Problems to work on.
- 1) In the article on Chinese globalization and Italy, how much medical equipment did China fly into Italy along with its team of medical experts?
- 2) Quote the article on Chinese globalization and Italy verbatim, everything from "As the death" down to "their final journey.".

Document segment.
== == ==

The Dark Shadow of Chinese Globalization Falls Over Italy

National Review
Date: March 31, 2020
By: Christopher O'Dea

Police officers in front of a cargo container ship at a port in Qingdao, China, in 2018. (Stringer/Reuters)

China’s ambition is nothing less than world domination through control of maritime trade.

By quietly acquiring a global network of commercial ports from countries and investors unable or unwilling to maintain their critical economic infrastructure, China has reverse-engineered the logic of conquest: Chinese state-owned companies now control a base network of the sort that previous global hegemons obtained through military victory. Expect China to use the coronavirus crisis to accelerate its efforts to use that economic leverage to pull host countries deeper into Beijing’s political orbit.

It’s too early to say that the coronavirus crisis spells the end of globalization, but as the pandemic unfolds, the outlines of a new international trade and political order are emerging in the Mediterranean region. Call it “globalization with Chinese characteristics.”

As the death toll in Italy soared, China flew in a team of medical experts and nearly 30 tons of medical equipment. On a phone call a week later with Italian prime minister Giuseppe Conte, Chinese president Xi Jinping pledged additional supplies and medical personnel. China also shipped medical equipment to Spain, Austria, and the Czech Republic, and millions of protective masks to France, the Netherlands, Greece, and other nations. But the aid was too late. By late March the death toll in Italy had surpassed the total that China was officially reporting, and even the news that the number of cases had dropped for the first time was accompanied by photos of Italian-army trucks carrying the dead on their final journey.

== == ==

Material shown.
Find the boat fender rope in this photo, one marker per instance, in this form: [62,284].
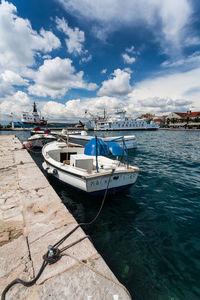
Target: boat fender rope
[54,254]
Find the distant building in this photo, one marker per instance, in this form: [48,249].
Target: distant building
[177,115]
[147,116]
[158,120]
[193,115]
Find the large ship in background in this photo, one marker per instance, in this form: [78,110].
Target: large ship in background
[119,122]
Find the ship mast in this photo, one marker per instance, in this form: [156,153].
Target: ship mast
[34,107]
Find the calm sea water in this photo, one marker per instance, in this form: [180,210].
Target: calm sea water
[150,234]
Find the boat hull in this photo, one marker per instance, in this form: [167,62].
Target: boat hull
[130,143]
[95,185]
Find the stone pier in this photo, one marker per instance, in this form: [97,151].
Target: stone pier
[32,216]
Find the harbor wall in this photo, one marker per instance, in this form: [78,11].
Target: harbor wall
[32,216]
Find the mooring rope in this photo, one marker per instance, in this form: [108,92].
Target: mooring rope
[54,253]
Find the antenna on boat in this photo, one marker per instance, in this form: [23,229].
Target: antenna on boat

== == ==

Expected responses.
- 1) Nearly 30 tons of medical equipment.

- 2)
As the death toll in Italy soared, China flew in a team of medical experts and nearly 30 tons of medical equipment. On a phone call a week later with Italian prime minister Giuseppe Conte, Chinese president Xi Jinping pledged additional supplies and medical personnel. China also shipped medical equipment to Spain, Austria, and the Czech Republic, and millions of protective masks to France, the Netherlands, Greece, and other nations. But the aid was too late. By late March the death toll in Italy had surpassed the total that China was officially reporting, and even the news that the number of cases had dropped for the first time was accompanied by photos of Italian-army trucks carrying the dead on their final journey.